Job 1: Tally the lines of the entries below that contain the word "blue", treating uppercase and lowercase as different. Give only the number.

Selected extract:

------------------------------------

A $1 million personal umbrella policy typically costs around $200–$300 per year. Adding more coverage is inexpensive: $2 million in coverage usually costs $75–$100 more per year. The cost is low because umbrella policies only pay after your underlying insurance is exhausted — they’re rarely triggered.
Most insurers require you to maintain minimum liability limits on your existing policies before selling an umbrella: typically at least $250,000 per occurrence on auto insurance and $300,000 on homeowners insurance. The insurer wants those policies to absorb smaller claims before the umbrella activates.
Who should buy umbrella insurance
Consider an umbrella policy if any of these apply:
- You have significant assets (home equity, retirement accounts, savings) that could be seized in a lawsuit
- You have a pool, trampoline, dog, or other common liability triggers on your property
- You drive frequently or have teenage drivers in your household
- You host guests regularly
- You serve on the board of a nonprofit or HOA
- You post publicly online (libel coverage applies)
- You coach youth sports or volunteer in ways that involve directing others
The $200/year cost is low relative to the protection offered. Someone with $500,000 in savings who causes a $700,000 accident without an umbrella policy can lose most of that savings. With an umbrella policy, they’re protected.
How it works with your other policies
Umbrella insurance doesn’t replace homeowners or auto coverage — it extends them. A claim starts with the underlying policy. When that limit is reached, the umbrella policy takes over. You must keep the underlying policies active and at the required minimum limits; if you cancel your auto policy, your umbrella coverage is typically voided.
Umbrella policies are sold in $1 million increments and are widely available through the same insurer that holds your home or auto policy. Bundling with an existing insurer is usually the simplest and least expensive option.

------------------------------------

Dataset:
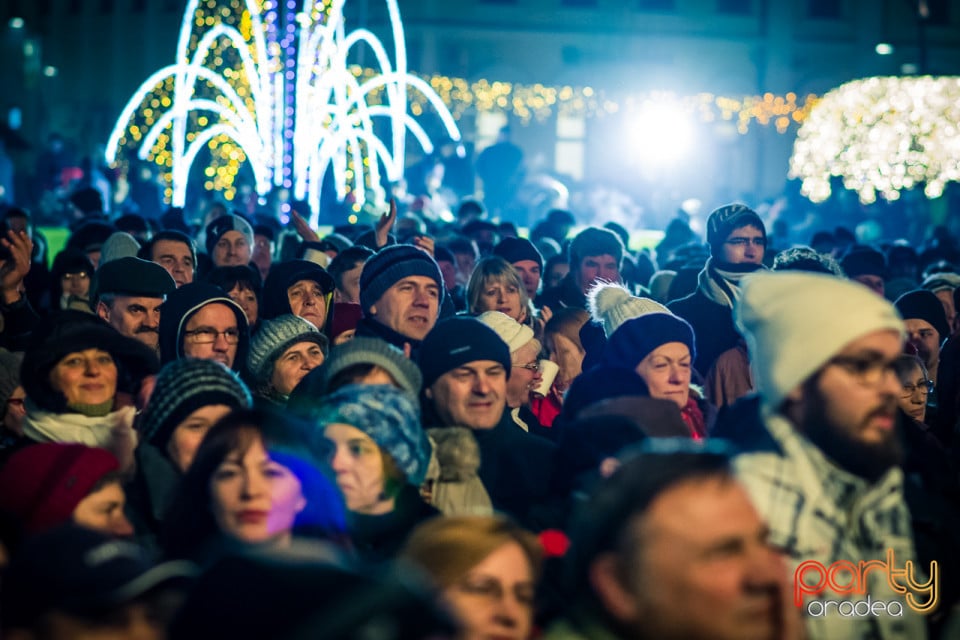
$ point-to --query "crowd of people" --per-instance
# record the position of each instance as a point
(421, 429)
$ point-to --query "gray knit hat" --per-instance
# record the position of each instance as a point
(182, 387)
(363, 350)
(276, 336)
(391, 419)
(384, 269)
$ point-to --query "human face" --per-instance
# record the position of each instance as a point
(945, 297)
(135, 317)
(523, 379)
(874, 283)
(232, 249)
(409, 307)
(76, 284)
(503, 296)
(213, 317)
(472, 395)
(358, 464)
(591, 269)
(529, 272)
(704, 569)
(495, 599)
(568, 356)
(86, 377)
(188, 435)
(465, 264)
(913, 399)
(744, 245)
(349, 289)
(293, 364)
(449, 272)
(926, 339)
(307, 301)
(102, 511)
(247, 299)
(176, 258)
(262, 254)
(666, 370)
(556, 274)
(255, 499)
(15, 411)
(849, 409)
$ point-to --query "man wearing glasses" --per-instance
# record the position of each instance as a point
(823, 450)
(738, 241)
(199, 320)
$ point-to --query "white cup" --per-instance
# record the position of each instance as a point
(548, 371)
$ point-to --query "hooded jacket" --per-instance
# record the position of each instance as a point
(181, 305)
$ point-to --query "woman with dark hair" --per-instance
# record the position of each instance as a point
(255, 480)
(242, 285)
(380, 456)
(80, 376)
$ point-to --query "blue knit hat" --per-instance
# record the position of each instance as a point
(636, 338)
(391, 419)
(384, 269)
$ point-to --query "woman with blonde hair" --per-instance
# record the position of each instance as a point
(496, 286)
(486, 569)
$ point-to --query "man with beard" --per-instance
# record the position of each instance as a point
(129, 292)
(822, 452)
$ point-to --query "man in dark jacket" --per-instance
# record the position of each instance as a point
(401, 291)
(465, 367)
(199, 320)
(738, 242)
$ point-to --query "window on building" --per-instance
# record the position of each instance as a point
(823, 9)
(938, 12)
(734, 7)
(656, 5)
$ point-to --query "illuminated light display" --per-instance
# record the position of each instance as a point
(256, 81)
(881, 136)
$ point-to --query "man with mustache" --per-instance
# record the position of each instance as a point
(129, 292)
(822, 448)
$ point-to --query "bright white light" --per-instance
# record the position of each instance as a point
(332, 124)
(662, 133)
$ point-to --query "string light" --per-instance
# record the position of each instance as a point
(256, 81)
(881, 136)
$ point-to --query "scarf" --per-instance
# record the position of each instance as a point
(45, 426)
(693, 417)
(720, 281)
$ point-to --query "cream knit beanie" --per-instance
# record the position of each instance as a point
(795, 321)
(612, 304)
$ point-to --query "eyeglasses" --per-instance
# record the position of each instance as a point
(867, 371)
(925, 388)
(209, 336)
(742, 242)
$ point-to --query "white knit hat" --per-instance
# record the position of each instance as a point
(795, 321)
(516, 335)
(612, 304)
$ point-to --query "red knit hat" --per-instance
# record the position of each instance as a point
(42, 484)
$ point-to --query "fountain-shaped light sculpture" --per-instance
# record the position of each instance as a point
(259, 81)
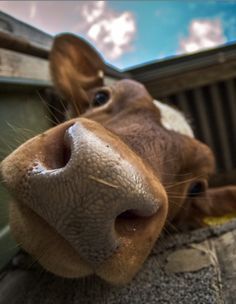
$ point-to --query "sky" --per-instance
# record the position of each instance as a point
(130, 33)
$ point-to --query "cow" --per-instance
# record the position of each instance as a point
(93, 194)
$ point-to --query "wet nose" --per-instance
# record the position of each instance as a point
(88, 182)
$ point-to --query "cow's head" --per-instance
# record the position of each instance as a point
(93, 194)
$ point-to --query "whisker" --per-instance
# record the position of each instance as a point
(99, 180)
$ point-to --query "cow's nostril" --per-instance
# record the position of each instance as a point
(57, 152)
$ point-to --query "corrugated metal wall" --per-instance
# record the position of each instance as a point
(211, 109)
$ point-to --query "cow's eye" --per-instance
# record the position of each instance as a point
(196, 188)
(100, 98)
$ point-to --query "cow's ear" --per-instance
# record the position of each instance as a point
(75, 67)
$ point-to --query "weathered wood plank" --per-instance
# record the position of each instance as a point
(185, 268)
(13, 64)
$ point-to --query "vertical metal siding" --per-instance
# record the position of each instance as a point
(211, 110)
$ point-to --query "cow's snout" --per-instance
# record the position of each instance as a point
(88, 185)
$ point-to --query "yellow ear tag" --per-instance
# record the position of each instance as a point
(219, 220)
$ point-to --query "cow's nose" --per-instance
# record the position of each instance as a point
(87, 184)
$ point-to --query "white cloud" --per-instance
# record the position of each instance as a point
(33, 8)
(112, 32)
(203, 34)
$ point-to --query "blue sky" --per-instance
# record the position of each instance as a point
(128, 33)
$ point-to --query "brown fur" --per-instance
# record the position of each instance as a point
(130, 123)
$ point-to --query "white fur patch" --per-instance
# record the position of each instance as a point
(172, 119)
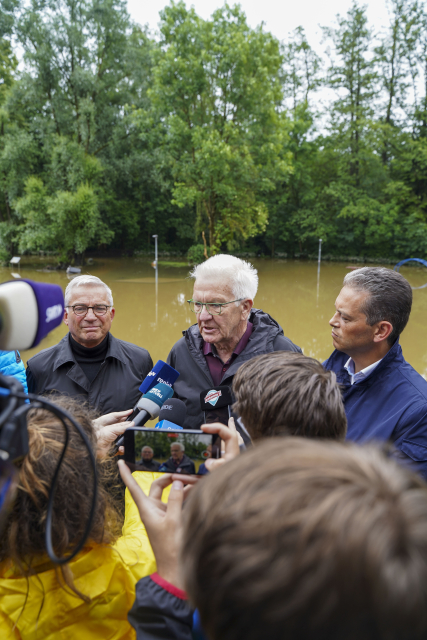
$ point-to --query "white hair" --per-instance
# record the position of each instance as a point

------------------------------------

Job 2: Output the passage from the umbrella insurance text word for word, beginning at "Who should buy" and stopping after "(libel coverage applies)".

Full solution 1: 2

Full solution 2:
Who should buy umbrella insurance
Consider an umbrella policy if any of these apply:
- You have significant assets (home equity, retirement accounts, savings) that could be seized in a lawsuit
- You have a pool, trampoline, dog, or other common liability triggers on your property
- You drive frequently or have teenage drivers in your household
- You host guests regularly
- You serve on the board of a nonprofit or HOA
- You post publicly online (libel coverage applies)